_CONSIGNE A_
Dans l'extrait fourni, relevez les trois étapes de la vie des tiers-lieux où, selon la question posée, les acteurs publics pourraient intervenir.

_EXTRAIT FOURNI_
Le rapport Mille Lieux, signé OuiShare, commence par ces lignes :
Le sujet “ tiers-lieux ” n’est pas nouveau mais il n’a jamais autant fait parler de lui. L’État, via la Mission Coworking, s’en saisit au risque de centraliser un phénomène par essence distribué et ouvert. Les collectivités locales y voient un excellent moyen de revitaliser les centres-villes, au risque de multiplier les coquilles vides.
Est-ce à dire que les acteurs publics ne sont pas légitimes pour intervenir dans l’émergence, la création, le fonctionnement des tiers-lieux ? Ce n’est pas la conclusion de ce rapport, dont on ne saurait que trop vous recommander la lecture ! Ce n’est pas notre opinion non plus. Dans les faits, nous ferons en l’espèce une réponse de normand : ça dépend ! La légitimité des collectivités à agir dans un projet de création de tiers-lieu est directement corrélée aux spécificités de ces « places du village » nouvelle génération. Nouveau mot valise, il faut veiller à bien comprendre ses spécificités…au risque de créer la confusion ou de susciter des espoirs finalement déçus !

_CONSIGNE B_
Reproduisez uniquement la partie de la liste qui commence à la ligne contenant « task: provide the outline of the **camouflage » et se termine à la fin de la liste, ces deux bornes comprises, consignes incluses. Multipliez par 0,6 chaque coordonnée des contours et arrondissez à l'entier le plus proche, les demis vers le haut.

_ENTRÉES_
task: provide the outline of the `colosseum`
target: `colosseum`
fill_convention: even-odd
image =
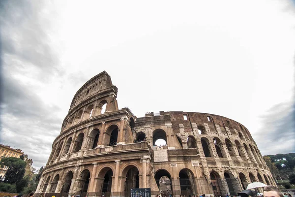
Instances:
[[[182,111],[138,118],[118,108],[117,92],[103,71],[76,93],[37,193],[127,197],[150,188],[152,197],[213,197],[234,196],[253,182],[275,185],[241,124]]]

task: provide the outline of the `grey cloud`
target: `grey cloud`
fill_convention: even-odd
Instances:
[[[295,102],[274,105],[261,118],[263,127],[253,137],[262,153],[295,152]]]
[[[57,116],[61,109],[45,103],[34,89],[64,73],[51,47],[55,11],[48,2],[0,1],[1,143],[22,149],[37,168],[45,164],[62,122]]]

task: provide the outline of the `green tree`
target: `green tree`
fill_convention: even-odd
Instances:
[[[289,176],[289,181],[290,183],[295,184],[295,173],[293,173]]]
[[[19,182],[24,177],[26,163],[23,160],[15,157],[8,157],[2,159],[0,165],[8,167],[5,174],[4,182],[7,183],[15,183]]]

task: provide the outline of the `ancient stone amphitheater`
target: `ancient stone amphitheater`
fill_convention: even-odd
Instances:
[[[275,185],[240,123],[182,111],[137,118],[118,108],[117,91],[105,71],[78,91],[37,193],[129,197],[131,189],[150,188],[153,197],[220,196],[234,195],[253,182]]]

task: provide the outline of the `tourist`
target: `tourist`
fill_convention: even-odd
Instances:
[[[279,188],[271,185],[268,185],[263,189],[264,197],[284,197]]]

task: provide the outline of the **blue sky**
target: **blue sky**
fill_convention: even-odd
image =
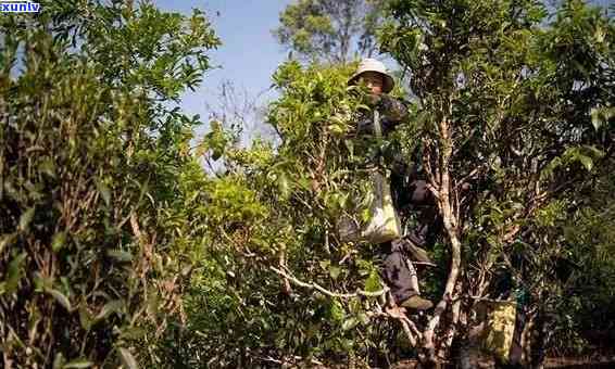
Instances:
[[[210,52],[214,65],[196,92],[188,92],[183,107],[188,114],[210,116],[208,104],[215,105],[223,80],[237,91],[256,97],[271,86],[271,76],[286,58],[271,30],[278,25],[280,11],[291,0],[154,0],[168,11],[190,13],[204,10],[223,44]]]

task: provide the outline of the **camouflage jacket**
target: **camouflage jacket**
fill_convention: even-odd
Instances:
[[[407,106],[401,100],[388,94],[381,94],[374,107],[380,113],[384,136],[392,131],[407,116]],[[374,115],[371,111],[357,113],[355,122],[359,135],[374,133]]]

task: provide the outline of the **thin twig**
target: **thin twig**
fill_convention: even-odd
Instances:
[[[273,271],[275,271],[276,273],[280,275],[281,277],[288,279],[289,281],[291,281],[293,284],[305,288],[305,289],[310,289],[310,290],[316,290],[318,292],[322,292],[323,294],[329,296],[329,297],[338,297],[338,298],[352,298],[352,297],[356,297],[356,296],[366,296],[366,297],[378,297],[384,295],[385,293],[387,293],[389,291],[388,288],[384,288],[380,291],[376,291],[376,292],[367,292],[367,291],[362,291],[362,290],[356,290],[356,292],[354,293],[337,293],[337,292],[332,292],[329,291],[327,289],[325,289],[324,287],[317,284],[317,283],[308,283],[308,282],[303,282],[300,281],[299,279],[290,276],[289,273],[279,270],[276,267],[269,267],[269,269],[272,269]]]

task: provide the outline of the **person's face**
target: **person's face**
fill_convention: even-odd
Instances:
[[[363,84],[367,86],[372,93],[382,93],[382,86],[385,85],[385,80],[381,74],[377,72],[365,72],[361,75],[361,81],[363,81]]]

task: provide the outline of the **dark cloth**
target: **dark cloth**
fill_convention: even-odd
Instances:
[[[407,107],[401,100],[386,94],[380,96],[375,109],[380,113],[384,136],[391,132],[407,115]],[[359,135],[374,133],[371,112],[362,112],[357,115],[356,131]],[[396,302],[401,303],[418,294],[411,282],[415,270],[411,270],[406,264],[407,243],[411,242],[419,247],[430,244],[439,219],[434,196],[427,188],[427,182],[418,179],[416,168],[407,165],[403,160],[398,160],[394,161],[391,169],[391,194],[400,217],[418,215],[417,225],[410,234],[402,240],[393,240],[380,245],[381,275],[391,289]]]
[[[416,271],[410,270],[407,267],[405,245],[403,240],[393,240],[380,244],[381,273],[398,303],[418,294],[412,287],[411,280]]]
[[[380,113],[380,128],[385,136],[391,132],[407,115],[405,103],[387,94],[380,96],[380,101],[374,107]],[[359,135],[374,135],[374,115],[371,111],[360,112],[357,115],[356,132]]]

_RÉPONSE COMPLÈTE A_
- l'émergence
- la création
- le fonctionnement

_RÉPONSE COMPLÈTE B_
task: provide the outline of the **camouflage jacket**
target: **camouflage jacket**
fill_convention: even-odd
Instances:
[[[244,64],[241,60],[233,56],[229,56],[224,64],[228,68],[230,82],[235,79],[244,70]],[[224,69],[223,67],[214,68],[213,73],[215,81],[224,80]]]

task: provide the outline of the **thin twig**
target: **thin twig**
fill_convention: even-odd
Instances:
[[[164,163],[165,163],[166,164],[168,165],[169,166],[173,167],[173,169],[175,169],[176,170],[183,173],[183,173],[186,173],[186,174],[190,174],[191,175],[193,175],[194,176],[197,178],[197,178],[203,178],[203,179],[211,179],[211,178],[214,178],[214,178],[220,178],[220,178],[227,178],[230,177],[231,176],[232,176],[233,175],[233,173],[230,173],[228,175],[226,175],[226,175],[220,175],[220,175],[217,175],[217,174],[214,174],[214,175],[212,176],[202,176],[202,175],[199,175],[197,175],[196,173],[195,173],[194,172],[190,170],[190,170],[185,170],[185,169],[182,169],[180,169],[179,167],[174,166],[173,164],[167,162],[166,160],[161,160],[161,161],[163,161]]]

task: provide the outline of the **person's face**
target: **person's face**
fill_convention: even-odd
Instances:
[[[218,50],[220,52],[223,56],[229,56],[229,52],[231,51],[231,48],[229,44],[226,43],[219,43],[217,45],[217,49],[218,49]]]

task: provide the outline of the **dark cloth**
target: **dark cloth**
fill_convention: even-odd
Instances:
[[[244,64],[241,60],[232,56],[228,58],[225,65],[228,68],[230,82],[235,79],[244,69]],[[215,81],[224,80],[223,67],[217,67],[214,69],[214,79]],[[238,181],[241,182],[251,176],[247,169],[249,162],[247,162],[244,158],[244,146],[247,145],[251,148],[258,146],[263,131],[260,118],[256,113],[256,109],[251,107],[250,101],[244,99],[242,96],[239,96],[236,97],[235,101],[235,116],[240,130],[251,129],[250,135],[246,140],[241,144],[236,144],[228,147],[229,165],[235,173]]]
[[[250,163],[246,162],[244,160],[243,147],[242,144],[236,144],[228,146],[229,164],[239,182],[251,176],[247,172],[247,168]]]
[[[228,68],[228,77],[231,82],[235,79],[244,69],[243,62],[232,56],[228,58],[228,61],[224,64]],[[215,81],[224,81],[224,69],[223,67],[216,67],[214,69],[214,79]]]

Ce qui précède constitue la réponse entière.